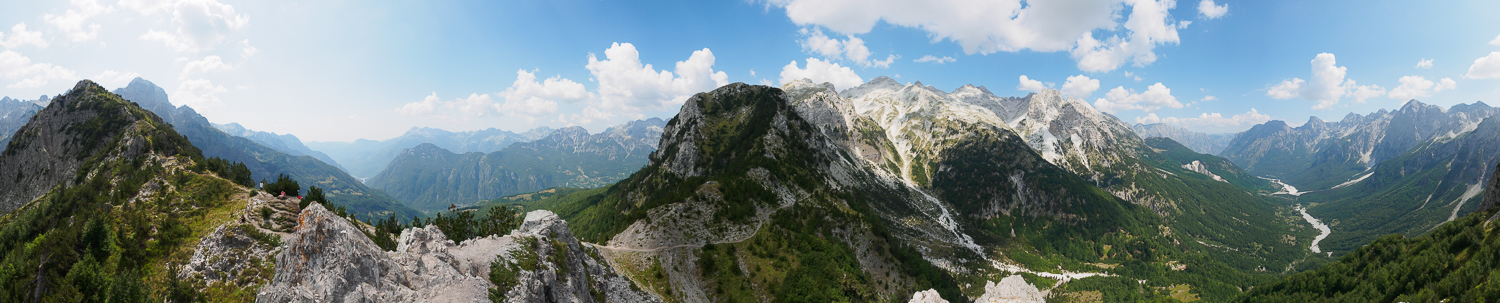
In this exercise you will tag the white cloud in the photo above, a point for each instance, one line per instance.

——

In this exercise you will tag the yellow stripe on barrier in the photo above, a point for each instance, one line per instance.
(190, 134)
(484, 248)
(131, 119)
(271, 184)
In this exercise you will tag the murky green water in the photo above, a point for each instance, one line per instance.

——

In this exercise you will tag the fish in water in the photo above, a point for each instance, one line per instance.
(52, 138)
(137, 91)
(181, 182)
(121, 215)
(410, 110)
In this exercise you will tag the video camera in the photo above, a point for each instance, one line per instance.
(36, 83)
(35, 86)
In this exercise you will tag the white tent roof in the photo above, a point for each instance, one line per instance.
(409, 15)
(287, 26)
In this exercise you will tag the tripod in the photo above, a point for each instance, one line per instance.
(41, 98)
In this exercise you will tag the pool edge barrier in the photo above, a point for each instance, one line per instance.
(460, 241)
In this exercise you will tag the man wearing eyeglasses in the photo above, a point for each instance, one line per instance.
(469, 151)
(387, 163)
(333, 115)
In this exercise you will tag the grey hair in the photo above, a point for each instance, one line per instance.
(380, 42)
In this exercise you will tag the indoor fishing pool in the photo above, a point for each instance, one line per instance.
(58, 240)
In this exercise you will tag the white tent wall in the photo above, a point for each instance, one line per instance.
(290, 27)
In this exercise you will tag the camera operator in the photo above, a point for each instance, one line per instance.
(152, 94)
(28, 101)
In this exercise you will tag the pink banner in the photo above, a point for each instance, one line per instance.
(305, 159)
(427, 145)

——

Task to carry out =
Turn everything from the line containing "In this exercise you will tag the yellow" down to the line containing "In this exercise you will tag the murky", both included, into a JSON list of strings with one string per line and no blank lines.

Solution to this task =
[
  "In this exercise you will tag the yellow stripe on barrier in the photo above, a point for each instance, one line per instance.",
  "(190, 134)",
  "(484, 248)",
  "(131, 119)",
  "(271, 184)",
  "In this exercise you will tag the murky green water in the photo above, a point for each instance, one line per instance."
]